EXERCISE AIM –
Could you reproduce the rows below, from the line holding "the white vanity" through the end of the rows, inclusive, with "white vanity cabinet" swapped for "gray vanity cabinet" and everything else left unchanged?

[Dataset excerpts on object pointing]

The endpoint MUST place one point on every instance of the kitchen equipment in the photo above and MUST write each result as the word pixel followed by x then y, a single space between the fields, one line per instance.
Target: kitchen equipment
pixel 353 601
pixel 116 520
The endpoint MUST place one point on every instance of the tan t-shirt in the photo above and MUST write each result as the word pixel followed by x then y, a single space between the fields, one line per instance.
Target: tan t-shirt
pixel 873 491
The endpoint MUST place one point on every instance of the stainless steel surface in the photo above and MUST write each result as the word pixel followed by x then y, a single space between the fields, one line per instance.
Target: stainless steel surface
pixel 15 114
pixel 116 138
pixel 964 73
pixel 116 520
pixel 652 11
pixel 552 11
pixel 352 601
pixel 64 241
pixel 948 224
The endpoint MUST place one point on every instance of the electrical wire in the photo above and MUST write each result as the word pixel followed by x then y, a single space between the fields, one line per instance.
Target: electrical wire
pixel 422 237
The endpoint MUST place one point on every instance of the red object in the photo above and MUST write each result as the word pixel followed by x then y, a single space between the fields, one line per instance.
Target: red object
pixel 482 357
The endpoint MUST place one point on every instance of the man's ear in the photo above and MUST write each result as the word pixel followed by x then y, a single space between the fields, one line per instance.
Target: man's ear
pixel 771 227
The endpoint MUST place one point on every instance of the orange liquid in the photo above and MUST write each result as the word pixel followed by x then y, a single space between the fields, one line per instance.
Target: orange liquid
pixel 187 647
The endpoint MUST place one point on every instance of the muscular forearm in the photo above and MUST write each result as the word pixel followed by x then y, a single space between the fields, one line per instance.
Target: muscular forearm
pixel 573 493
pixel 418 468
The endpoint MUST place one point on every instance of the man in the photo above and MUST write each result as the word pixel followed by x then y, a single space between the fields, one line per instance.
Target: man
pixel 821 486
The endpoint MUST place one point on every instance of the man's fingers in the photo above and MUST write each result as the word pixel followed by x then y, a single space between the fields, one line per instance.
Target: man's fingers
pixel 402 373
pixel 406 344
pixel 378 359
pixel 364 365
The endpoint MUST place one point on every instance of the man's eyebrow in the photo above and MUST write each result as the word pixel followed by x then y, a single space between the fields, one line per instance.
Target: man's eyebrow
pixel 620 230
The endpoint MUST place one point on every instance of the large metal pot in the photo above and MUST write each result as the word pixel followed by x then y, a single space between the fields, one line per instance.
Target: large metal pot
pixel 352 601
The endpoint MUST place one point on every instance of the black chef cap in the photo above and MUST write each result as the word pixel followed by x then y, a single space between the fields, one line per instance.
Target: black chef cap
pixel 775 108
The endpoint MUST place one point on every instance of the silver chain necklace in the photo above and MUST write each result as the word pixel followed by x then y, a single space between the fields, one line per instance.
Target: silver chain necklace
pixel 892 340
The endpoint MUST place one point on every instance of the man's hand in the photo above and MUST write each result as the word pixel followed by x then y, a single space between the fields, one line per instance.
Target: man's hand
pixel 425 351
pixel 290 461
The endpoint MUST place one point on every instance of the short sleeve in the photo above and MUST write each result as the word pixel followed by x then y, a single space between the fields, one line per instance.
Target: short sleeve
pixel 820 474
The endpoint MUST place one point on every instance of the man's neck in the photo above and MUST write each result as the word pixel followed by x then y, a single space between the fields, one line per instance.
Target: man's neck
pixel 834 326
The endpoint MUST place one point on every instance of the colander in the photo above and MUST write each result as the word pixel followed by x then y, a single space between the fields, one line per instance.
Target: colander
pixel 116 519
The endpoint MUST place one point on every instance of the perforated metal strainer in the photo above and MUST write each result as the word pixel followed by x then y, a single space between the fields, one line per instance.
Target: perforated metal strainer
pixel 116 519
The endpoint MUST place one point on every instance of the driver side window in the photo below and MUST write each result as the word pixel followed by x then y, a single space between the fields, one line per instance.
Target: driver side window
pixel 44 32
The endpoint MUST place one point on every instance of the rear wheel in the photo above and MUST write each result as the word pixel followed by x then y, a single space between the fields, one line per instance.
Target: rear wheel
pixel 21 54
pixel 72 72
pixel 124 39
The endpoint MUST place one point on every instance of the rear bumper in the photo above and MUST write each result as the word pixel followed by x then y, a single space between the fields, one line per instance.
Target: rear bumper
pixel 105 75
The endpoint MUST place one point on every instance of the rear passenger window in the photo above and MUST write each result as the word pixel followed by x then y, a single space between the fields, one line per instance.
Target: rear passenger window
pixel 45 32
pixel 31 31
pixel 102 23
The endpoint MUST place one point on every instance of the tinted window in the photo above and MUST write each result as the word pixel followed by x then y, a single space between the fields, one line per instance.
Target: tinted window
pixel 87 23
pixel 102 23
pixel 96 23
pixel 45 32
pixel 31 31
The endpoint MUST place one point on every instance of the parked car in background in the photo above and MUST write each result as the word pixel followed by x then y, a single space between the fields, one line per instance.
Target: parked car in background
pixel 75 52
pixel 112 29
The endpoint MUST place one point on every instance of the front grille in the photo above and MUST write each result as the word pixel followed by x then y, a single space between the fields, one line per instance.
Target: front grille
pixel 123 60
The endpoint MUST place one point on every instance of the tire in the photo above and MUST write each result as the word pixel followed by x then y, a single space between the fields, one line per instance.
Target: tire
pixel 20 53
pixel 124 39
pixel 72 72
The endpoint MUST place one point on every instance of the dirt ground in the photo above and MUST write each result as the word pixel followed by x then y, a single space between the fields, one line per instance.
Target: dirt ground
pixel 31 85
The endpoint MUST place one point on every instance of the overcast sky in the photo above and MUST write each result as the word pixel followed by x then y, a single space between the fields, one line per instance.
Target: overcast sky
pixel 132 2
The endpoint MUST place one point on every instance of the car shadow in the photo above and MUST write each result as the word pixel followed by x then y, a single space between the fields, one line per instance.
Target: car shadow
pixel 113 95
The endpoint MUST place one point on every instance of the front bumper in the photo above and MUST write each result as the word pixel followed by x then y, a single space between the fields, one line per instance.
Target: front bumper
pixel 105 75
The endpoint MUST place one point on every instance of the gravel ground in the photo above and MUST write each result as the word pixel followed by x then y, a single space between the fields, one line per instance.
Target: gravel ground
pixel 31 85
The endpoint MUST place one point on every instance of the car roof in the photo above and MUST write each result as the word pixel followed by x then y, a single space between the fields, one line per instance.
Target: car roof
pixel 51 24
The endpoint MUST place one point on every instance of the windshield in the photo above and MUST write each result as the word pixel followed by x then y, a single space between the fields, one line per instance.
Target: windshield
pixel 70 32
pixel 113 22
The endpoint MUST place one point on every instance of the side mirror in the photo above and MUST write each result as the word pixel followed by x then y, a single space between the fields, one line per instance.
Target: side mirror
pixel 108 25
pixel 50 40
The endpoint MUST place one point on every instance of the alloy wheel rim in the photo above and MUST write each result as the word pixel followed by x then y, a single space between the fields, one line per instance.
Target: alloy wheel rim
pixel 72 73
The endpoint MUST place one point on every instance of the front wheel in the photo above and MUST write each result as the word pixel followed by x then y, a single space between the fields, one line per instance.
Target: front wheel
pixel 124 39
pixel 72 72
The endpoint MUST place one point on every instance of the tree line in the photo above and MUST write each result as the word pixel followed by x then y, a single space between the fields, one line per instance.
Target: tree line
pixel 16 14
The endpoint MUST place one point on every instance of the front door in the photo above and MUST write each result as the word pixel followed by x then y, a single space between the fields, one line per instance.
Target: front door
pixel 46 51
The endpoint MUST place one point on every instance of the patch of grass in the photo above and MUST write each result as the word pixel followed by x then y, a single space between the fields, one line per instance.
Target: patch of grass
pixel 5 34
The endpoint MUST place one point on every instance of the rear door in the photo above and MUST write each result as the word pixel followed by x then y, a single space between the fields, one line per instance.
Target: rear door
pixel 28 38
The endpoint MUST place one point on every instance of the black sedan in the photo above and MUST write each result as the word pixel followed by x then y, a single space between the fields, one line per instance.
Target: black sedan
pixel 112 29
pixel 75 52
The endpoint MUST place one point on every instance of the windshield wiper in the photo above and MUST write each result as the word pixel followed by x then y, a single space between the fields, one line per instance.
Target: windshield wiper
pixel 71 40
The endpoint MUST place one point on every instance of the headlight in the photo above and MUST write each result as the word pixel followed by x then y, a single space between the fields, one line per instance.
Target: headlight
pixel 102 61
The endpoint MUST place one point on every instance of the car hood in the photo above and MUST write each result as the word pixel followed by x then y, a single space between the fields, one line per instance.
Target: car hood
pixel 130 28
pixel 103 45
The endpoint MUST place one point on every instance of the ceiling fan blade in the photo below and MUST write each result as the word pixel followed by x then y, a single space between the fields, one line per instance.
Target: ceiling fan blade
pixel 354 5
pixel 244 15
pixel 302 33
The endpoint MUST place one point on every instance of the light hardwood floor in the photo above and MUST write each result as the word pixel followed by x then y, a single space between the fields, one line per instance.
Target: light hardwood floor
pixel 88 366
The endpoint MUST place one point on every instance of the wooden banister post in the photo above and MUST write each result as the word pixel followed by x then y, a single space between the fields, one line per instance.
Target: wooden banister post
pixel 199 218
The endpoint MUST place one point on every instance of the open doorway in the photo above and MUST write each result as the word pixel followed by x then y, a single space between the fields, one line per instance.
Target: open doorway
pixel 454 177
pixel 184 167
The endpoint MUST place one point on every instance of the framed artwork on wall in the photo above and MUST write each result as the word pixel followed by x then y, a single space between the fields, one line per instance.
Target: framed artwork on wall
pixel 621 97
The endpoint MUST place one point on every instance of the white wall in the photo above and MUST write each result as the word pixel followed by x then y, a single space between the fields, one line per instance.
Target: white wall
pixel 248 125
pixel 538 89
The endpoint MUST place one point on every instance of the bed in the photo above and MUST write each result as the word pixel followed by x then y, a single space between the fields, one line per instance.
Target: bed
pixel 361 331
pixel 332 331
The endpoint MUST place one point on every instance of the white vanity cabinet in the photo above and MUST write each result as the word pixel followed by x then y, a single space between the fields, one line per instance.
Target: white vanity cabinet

SOLUTION TO THIS EXERCISE –
The endpoint MUST place one point on every instance of the gray vanity cabinet in the photo above and MUST write each result as the word pixel followed by x then y, a single space between the fields, one line per instance.
Target: gray vanity cabinet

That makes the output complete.